** start QUOTED PASSAGE **
State police say releasing reports would invade privacy of trooper who shot Joshua Davies in Mexico.
It’s been nine months since a state trooper shot a man to death on a public road in Oswego County.
No state police report has been made public. A grand jury found Trooper Paul Darmody-Latham’s conduct was justified. But that happened in a closed-door proceeding, which left no public accounting of the Aug. 21 shooting death of Joshua Davies in Mexico.
The state police say disclosing any reports would be an unwarranted invasion of Darmody-Latham’s privacy. And they say the grand jury’s decision seals all the records.
They’re wrong, according to the state’s expert on the Freedom of Information Law.
Robert Freeman, executive director of the state’s Committee on Open Government, wrote an opinion supporting The Post-Standard’s attempt to get the records unsealed.
State courts have found that records related to a public official’s performance of his or her duties are considered a permissible invasion of privacy, wrote Freeman, a state official.
“It is clear that public officers and employees enjoy a lesser degree of privacy than others,” he wrote.
** end QUOTED PASSAGE **
** start PROVIDED MATERIAL **
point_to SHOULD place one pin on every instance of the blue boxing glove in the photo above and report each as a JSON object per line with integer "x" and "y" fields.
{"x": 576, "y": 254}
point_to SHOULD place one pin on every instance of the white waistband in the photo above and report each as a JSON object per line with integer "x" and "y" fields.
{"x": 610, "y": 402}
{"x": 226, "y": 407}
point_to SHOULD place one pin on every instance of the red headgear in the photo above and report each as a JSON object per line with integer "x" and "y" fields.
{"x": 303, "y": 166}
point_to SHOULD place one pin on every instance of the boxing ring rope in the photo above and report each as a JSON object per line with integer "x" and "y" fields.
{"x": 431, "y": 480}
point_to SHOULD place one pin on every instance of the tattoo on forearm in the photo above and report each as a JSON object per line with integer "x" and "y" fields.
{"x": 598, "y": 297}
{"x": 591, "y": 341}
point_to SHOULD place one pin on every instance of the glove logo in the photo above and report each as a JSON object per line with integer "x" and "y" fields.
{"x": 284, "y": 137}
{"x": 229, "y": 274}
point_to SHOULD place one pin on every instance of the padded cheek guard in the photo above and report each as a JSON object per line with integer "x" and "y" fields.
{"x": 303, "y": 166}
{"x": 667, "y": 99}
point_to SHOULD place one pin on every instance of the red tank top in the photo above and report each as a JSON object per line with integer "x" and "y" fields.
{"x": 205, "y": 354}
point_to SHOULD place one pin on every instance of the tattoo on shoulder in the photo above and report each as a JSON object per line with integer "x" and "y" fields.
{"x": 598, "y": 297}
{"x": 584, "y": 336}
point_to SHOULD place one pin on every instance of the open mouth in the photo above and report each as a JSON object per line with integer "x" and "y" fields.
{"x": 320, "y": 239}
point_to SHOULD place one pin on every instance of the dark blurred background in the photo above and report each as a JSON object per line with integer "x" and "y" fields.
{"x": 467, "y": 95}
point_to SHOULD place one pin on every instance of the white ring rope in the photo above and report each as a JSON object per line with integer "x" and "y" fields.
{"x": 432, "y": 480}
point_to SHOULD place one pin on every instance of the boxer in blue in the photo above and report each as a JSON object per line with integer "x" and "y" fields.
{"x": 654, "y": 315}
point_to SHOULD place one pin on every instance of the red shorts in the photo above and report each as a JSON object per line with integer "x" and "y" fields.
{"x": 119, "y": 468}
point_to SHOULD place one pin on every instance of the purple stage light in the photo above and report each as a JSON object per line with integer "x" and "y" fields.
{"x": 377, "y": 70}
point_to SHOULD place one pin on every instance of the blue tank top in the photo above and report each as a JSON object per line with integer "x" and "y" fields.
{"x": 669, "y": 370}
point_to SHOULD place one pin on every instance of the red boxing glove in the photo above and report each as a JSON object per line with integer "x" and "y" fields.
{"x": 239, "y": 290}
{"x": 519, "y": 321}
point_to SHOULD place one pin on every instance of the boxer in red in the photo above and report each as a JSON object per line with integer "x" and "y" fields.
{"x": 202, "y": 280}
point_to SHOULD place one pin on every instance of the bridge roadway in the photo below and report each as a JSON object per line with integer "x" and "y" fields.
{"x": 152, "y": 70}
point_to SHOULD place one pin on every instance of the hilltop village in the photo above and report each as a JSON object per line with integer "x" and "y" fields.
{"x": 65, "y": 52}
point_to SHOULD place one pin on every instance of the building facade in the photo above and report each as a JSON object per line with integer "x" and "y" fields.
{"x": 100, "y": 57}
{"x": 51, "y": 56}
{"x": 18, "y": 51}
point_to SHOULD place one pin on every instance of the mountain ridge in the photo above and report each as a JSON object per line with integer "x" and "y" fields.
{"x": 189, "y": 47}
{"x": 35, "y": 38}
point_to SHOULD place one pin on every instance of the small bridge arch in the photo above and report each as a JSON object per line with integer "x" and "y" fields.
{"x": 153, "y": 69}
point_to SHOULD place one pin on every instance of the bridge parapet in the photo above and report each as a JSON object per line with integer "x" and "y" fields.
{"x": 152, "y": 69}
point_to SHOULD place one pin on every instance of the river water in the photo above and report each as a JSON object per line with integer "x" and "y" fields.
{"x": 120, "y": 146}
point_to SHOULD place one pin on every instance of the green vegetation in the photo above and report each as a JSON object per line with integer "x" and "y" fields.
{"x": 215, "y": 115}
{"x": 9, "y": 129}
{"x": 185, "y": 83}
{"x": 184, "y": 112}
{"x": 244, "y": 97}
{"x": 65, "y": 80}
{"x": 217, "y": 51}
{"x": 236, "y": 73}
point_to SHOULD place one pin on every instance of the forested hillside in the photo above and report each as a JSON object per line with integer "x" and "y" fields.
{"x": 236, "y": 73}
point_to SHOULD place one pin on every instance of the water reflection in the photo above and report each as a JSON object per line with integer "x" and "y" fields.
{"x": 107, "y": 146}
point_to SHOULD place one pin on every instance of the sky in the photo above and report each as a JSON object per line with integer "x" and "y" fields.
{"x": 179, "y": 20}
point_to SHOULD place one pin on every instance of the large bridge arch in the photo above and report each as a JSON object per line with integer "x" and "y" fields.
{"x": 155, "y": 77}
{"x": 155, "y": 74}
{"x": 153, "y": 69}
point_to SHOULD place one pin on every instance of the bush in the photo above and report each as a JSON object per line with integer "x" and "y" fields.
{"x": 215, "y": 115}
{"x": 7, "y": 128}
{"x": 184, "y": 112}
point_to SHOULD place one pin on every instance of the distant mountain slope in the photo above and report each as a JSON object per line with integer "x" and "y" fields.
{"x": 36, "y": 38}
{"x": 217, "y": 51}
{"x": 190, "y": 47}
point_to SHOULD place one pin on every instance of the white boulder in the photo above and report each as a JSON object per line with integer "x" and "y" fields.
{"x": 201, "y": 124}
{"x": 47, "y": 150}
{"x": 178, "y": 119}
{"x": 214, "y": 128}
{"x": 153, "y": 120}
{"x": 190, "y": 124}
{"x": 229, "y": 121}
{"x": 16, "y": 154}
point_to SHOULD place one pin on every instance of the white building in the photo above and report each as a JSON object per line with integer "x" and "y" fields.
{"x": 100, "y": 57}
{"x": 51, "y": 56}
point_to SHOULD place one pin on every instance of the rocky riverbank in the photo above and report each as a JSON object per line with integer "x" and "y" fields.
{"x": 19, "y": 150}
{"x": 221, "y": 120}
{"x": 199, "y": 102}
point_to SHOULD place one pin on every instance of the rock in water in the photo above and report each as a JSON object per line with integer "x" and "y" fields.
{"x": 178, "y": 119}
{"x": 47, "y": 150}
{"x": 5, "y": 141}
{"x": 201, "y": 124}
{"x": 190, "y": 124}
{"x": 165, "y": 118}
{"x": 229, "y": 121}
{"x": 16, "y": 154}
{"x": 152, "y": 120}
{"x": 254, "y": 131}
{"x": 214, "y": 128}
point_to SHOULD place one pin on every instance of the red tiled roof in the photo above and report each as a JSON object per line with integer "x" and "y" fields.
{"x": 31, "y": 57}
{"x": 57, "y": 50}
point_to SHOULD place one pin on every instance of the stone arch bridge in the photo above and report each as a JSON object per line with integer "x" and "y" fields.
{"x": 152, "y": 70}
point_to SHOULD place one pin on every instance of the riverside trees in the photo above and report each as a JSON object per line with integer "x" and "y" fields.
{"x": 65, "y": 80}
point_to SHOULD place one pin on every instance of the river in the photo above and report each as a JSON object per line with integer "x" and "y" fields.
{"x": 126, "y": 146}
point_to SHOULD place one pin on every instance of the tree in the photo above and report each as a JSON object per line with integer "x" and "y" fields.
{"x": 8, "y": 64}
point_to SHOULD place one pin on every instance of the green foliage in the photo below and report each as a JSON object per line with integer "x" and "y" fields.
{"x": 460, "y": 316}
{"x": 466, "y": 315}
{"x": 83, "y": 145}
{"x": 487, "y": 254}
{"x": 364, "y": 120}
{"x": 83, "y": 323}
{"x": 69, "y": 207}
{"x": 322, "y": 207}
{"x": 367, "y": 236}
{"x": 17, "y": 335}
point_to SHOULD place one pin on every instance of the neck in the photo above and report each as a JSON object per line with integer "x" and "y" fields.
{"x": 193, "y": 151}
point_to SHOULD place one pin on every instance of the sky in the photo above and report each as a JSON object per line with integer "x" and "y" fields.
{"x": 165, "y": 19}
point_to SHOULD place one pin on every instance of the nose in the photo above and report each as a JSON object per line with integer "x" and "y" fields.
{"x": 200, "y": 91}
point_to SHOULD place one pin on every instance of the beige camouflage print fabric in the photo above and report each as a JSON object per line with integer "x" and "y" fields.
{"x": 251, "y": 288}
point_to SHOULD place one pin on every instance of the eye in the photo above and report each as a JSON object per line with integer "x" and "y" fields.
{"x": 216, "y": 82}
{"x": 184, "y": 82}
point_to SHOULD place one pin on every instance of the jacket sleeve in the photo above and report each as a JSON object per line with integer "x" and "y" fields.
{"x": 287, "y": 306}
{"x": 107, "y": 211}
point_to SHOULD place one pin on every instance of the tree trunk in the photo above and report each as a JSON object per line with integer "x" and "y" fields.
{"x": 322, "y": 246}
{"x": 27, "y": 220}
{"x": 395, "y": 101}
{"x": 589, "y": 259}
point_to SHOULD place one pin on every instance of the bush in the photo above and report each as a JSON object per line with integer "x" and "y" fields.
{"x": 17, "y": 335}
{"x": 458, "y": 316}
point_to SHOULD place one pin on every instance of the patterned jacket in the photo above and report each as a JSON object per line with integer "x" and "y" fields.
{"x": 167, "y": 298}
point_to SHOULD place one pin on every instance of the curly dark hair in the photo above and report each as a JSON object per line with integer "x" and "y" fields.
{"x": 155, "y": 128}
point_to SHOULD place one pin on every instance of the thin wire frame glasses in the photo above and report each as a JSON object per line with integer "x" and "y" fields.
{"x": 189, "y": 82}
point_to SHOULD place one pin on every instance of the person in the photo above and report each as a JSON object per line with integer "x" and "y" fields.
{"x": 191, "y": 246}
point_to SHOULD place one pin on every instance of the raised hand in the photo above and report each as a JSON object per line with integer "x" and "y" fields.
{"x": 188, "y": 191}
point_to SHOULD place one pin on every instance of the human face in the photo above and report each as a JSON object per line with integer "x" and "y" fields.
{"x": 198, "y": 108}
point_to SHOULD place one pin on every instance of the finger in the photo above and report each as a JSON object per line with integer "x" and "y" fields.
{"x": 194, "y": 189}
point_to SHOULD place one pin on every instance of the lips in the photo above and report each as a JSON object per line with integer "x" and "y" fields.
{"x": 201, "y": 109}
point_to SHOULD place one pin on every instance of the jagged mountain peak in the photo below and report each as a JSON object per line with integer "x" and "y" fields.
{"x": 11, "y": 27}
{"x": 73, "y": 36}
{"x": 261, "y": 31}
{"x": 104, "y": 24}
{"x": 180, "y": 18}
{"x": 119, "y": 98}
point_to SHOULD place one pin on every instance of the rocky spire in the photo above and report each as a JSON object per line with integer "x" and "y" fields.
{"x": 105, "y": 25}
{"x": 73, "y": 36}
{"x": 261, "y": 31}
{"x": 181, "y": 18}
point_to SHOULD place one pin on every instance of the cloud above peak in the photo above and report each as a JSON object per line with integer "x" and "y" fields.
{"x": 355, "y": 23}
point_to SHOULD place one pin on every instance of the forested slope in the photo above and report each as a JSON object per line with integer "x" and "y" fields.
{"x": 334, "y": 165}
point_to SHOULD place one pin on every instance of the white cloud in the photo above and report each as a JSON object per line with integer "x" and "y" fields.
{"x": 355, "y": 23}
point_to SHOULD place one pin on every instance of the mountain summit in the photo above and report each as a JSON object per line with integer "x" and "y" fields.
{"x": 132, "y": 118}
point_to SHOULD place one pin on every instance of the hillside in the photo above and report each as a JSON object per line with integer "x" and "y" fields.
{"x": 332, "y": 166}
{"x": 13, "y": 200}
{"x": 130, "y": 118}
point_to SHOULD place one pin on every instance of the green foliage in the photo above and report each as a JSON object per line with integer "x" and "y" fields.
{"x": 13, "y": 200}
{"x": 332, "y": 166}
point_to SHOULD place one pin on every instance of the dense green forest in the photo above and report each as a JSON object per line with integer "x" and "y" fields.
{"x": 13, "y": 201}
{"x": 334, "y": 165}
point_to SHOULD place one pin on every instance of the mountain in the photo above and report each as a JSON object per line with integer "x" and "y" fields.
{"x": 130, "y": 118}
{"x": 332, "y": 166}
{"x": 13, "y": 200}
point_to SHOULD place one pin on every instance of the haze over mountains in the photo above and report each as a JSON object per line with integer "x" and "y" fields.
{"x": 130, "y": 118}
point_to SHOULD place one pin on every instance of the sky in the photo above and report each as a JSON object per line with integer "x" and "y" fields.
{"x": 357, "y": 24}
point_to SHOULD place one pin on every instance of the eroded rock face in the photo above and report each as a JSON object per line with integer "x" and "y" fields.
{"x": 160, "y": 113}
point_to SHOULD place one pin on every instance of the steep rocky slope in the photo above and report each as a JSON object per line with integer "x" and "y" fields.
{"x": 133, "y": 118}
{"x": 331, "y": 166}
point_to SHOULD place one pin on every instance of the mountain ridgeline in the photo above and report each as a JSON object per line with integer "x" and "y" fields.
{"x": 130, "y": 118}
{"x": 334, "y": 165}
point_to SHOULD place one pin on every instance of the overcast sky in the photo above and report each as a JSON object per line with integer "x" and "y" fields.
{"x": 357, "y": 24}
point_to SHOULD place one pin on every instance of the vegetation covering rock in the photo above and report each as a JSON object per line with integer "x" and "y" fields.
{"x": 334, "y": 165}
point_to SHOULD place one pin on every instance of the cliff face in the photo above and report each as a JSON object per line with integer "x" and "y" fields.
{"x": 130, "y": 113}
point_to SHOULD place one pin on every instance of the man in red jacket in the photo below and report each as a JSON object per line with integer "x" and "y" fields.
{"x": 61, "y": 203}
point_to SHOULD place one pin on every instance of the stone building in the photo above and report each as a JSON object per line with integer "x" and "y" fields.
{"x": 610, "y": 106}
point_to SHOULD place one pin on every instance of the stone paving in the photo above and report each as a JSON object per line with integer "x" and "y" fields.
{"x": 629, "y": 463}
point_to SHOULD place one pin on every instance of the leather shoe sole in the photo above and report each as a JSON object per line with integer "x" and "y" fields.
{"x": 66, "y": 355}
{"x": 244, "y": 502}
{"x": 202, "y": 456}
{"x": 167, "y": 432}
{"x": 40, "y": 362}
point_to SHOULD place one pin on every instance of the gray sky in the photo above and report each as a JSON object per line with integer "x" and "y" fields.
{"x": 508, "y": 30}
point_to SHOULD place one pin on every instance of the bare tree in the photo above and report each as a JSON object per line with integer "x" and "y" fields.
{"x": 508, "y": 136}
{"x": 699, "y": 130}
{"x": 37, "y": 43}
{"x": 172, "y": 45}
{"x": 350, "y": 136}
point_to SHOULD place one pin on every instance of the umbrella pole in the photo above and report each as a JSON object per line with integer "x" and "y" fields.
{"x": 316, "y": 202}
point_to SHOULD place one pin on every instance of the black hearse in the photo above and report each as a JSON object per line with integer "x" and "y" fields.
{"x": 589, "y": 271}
** end PROVIDED MATERIAL **
## TASK SET
1. Repeat the part of the article on the trooper shooting records from "It’s been nine" up to and including "all the records.".
2. Carry on the article about the trooper shooting records, starting right after its last sentence.
These items were gathered from a separate source.

## RESULTS OF THE TASKS
1.
It’s been nine months since a state trooper shot a man to death on a public road in Oswego County.
No state police report has been made public. A grand jury found Trooper Paul Darmody-Latham’s conduct was justified. But that happened in a closed-door proceeding, which left no public accounting of the Aug. 21 shooting death of Joshua Davies in Mexico.
The state police say disclosing any reports would be an unwarranted invasion of Darmody-Latham’s privacy. And they say the grand jury’s decision seals all the records.

2.
The state’s grand jury argument also does not hold up in light of court rulings, Freeman said. State law requires records to be sealed after the termination of a criminal action, but that does not apply in this case, he said. The law was intended to protect people exonerated of charges from discrimination, he said.
No charges were ever filed against Darmody-Latham and, therefore, no charges were ever terminated, Freeman wrote. But he notes that courts have said the language of the law is not clear in defining what constitutes an official record in such cases.
The Post-Standard sought Freeman’s opinion in April, after the state police denied the newspaper’s request for the records.
Two years ago, the agency also cited the privacy exemption in denying The Post-Standard’s request for reports in a murder-suicide in Cicero. The newspaper took the state to court. In that case, state Supreme Court Justice Roger McDonough ruled the state police violated the state’s open records law.
The agency had argued that because James Dirk was never convicted of a crime, disclosing any reports would invade his privacy. Dirk fatally shot his estranged wife Wendy then killed himself in 2006 in their home, investigators said.
“The privacy interests of the murder-suicide perpetrator, and his relatives ... can hardly be accurately described as compelling,” the judge wrote. “There is nothing in the record to indicate that (the state police) considered the interests of public access.”
The agency appears to be at it again, Freeman said.
“For the state police to say ‘You can’t have any of it’ is simply inconsistent with the law,” Freeman said of the Davies case. “We’ve been through this before.”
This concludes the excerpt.